■ PROBLEM DETAILS: Every line of the material below must be repeated exactly.
[Begin GIVEN DATA]
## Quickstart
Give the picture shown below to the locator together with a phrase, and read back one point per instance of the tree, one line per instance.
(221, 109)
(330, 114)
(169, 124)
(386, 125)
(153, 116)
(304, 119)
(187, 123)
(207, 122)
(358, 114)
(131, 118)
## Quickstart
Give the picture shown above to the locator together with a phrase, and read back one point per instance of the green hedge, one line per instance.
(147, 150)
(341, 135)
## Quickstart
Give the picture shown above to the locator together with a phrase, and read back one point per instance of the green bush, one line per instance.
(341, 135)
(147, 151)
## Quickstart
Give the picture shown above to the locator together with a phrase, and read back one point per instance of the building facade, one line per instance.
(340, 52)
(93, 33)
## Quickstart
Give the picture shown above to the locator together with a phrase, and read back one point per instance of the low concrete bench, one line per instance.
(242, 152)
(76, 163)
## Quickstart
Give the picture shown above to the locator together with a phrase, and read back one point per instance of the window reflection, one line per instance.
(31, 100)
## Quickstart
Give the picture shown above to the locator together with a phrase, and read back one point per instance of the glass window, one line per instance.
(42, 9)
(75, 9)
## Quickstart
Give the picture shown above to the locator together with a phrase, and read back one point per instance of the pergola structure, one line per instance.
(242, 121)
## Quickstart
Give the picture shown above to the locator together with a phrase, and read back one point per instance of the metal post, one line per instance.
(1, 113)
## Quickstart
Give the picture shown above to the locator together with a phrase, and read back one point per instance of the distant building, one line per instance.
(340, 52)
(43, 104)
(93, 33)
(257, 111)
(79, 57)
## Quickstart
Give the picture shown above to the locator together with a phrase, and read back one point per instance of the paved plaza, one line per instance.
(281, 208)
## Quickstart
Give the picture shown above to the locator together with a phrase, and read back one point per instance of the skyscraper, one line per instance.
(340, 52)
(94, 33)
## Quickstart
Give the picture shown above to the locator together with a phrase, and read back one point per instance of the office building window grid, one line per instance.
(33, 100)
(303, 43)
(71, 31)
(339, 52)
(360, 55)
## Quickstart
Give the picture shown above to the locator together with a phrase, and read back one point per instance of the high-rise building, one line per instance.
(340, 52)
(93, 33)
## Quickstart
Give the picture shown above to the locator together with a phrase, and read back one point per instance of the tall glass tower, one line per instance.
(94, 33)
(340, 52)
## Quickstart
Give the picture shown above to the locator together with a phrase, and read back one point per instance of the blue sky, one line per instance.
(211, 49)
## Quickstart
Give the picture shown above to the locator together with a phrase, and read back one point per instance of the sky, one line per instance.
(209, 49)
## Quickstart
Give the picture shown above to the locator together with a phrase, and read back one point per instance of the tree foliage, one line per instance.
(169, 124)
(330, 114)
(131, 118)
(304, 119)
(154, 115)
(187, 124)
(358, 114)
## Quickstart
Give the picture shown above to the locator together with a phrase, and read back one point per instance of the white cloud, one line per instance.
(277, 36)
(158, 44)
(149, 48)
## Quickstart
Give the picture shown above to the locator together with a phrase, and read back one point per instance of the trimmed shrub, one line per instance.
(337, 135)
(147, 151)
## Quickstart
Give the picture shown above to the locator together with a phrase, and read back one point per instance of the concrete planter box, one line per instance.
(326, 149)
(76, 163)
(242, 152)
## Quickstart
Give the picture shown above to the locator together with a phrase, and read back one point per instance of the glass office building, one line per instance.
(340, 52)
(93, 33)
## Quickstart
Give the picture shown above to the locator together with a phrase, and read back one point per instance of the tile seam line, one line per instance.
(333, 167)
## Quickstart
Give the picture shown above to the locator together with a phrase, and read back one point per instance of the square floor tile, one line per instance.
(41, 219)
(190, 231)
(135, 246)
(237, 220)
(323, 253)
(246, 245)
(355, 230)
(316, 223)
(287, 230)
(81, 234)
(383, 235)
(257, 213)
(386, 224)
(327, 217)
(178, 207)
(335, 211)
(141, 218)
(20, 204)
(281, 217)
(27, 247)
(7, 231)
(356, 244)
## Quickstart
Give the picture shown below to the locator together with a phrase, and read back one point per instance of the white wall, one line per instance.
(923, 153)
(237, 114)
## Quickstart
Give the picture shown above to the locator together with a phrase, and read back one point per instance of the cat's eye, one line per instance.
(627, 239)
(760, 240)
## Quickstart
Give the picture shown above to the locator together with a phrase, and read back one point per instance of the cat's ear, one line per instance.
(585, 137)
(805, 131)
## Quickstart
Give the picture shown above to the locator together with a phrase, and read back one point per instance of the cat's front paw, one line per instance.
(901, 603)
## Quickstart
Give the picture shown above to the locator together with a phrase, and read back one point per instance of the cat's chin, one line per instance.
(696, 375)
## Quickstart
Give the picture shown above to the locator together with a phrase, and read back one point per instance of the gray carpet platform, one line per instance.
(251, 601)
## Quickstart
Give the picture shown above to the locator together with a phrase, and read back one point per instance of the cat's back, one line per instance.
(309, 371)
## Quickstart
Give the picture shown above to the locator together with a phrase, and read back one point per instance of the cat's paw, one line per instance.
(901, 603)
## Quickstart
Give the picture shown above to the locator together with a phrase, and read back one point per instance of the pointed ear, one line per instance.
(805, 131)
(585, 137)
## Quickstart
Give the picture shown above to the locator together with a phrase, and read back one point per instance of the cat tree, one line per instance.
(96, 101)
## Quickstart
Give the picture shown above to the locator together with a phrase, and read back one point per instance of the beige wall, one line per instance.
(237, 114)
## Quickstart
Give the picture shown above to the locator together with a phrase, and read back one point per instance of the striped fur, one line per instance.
[End GIVEN DATA]
■ COMPLETED EXERCISE:
## Quickstart
Give the picture shown below to the locator together with a phrase, and read back one point per instance of the tree, one line per instance.
(221, 109)
(330, 114)
(169, 124)
(386, 125)
(153, 116)
(304, 119)
(187, 123)
(207, 122)
(358, 114)
(131, 118)
## Quickstart
Give the picture shown above to the locator together with a phrase, and read back one point per instance of the green hedge, one line per instance.
(147, 150)
(341, 135)
## Quickstart
Give the picture shown above to the locator together with a phrase, and read back one point per instance of the green bush, one line per instance.
(341, 135)
(147, 151)
## Quickstart
Give the picture shown above to the locator together with a phrase, and read back one point per instance of the building facade, one line per instance.
(340, 52)
(93, 33)
## Quickstart
Give the picture shown above to the locator together with a phrase, and read back one point per instance of the low concrete bench, one line per instance.
(242, 152)
(76, 163)
## Quickstart
Give the picture shown above to the locator together with a phrase, and read back one point per instance of the window reflection, one line per instance.
(31, 100)
## Quickstart
Give the picture shown above to the locator together with a phrase, and read back one point per instance of the glass window, one line per instance.
(42, 9)
(75, 9)
## Quickstart
Give the picture shown above to the locator together with a phrase, and read back one point per instance of the pergola structure, one line per instance.
(242, 121)
## Quickstart
Give the picture shown above to the locator together with a phrase, and read back one point per instance of the metal post, one line per instance.
(1, 113)
## Quickstart
Give the picture shown above to the locator together with a phrase, and read back one point per instance of the distant building, one line per instance.
(340, 52)
(43, 104)
(93, 33)
(257, 111)
(79, 57)
## Quickstart
Give the picture shown above to the locator together with a phrase, and read back one point per instance of the paved plaza, one line per instance.
(281, 208)
## Quickstart
Give the picture shown above to the locator together with a phrase, and read back one point per instance of the skyscraper, one line per instance.
(340, 52)
(94, 33)
## Quickstart
Give the picture shown above to the locator together with a phrase, and read back one point per instance of the office building window grid, one line per instance.
(33, 100)
(303, 43)
(71, 31)
(339, 52)
(360, 55)
## Quickstart
Give the picture shown above to the locator together with a phrase, and read back one point per instance of the high-rise building, one line per instance.
(340, 52)
(93, 33)
## Quickstart
Give the picture shown above to the locator together with a phrase, and read back one point per instance of the tall glass tower, one line per instance.
(94, 33)
(340, 52)
## Quickstart
Give the picture shown above to the locator together with a phrase, and read back one point per instance of the blue sky, one line per instance.
(211, 49)
## Quickstart
Give the picture shown above to the locator together with a phrase, and read back one point per instance of the sky, one line per instance.
(209, 49)
## Quickstart
Give the picture shown above to the locator together with a phrase, and read back one point per instance of the tree foliage, one line per instance.
(169, 124)
(330, 114)
(131, 118)
(304, 119)
(154, 115)
(187, 124)
(358, 114)
## Quickstart
Give the picture shown above to the locator together with a phrase, and read back one point per instance of the white cloud, one line per instance.
(277, 36)
(158, 44)
(149, 48)
## Quickstart
Give the picture shown above to the locator together with a phrase, and read back one point per instance of the trimmed shrub, one line per instance.
(337, 135)
(147, 151)
## Quickstart
Give the picture shown above to the locator together with a phrase, and read back one point per instance of the concrete planter box, one line per instance.
(326, 149)
(76, 163)
(242, 152)
## Quickstart
Give the picture shown above to the locator together with a phrase, and read back one point per instance of the glass office building, one line per instance.
(340, 52)
(93, 33)
## Quickstart
Give the picture shown above to the locator together with a phrase, and read back one point per instance of the tile seam line, one line per instance.
(333, 167)
## Quickstart
Give the picture shown above to the locator together with a phrase, and read back one point per instance of the square floor tile, one line per instance.
(41, 219)
(190, 231)
(135, 246)
(237, 220)
(323, 253)
(246, 245)
(355, 230)
(316, 223)
(287, 230)
(81, 234)
(383, 235)
(257, 213)
(386, 224)
(327, 217)
(178, 207)
(335, 211)
(141, 218)
(20, 204)
(281, 217)
(27, 247)
(7, 231)
(356, 244)
## Quickstart
Give the picture shown below to the locator together with a phrase, and read back one point per instance of the white wall, one line per instance.
(923, 153)
(237, 114)
## Quickstart
Give the picture shown above to the locator together with a phrase, and read back one point per instance of the cat's eye, one line per instance.
(627, 239)
(760, 240)
## Quickstart
Give the picture shown above to the locator together with a phrase, and read back one point per instance of the cat's ear, one line per instance.
(585, 137)
(805, 131)
## Quickstart
Give the picture shown above to the locator together with a phrase, and read back one point per instance of the cat's front paw, one line per instance.
(901, 603)
## Quickstart
Give the picture shown above to the locator together with a phrase, and read back one point per instance of the cat's chin, one line per instance.
(696, 375)
## Quickstart
Give the picture shown above to the locator together with a phrase, and read back one point per instance of the gray carpet platform, one line per instance.
(251, 601)
## Quickstart
Give the picture shown above to the locator together with a phrase, and read back one point per instance of the cat's back, one line per instance.
(309, 371)
## Quickstart
Give the picture shown above to the locator together with a phrase, and read back one point per instance of the cat's paw, one line per instance.
(901, 603)
## Quickstart
Give the picture shown above to the locator together with a phrase, and read back one point per instance of the pointed ear, one line per instance.
(805, 131)
(585, 137)
## Quickstart
Give the picture shown above to the locator together with a phrase, and read back one point per instance of the cat tree, one line per instance.
(96, 101)
## Quickstart
Give the picture shown above to the locator together with a phrase, and read back one point per instance of the beige wall, one line per instance.
(237, 114)
## Quickstart
Give the picture shown above to the locator together with a phrase, and read back one point per instance of the striped fur, one line per instance.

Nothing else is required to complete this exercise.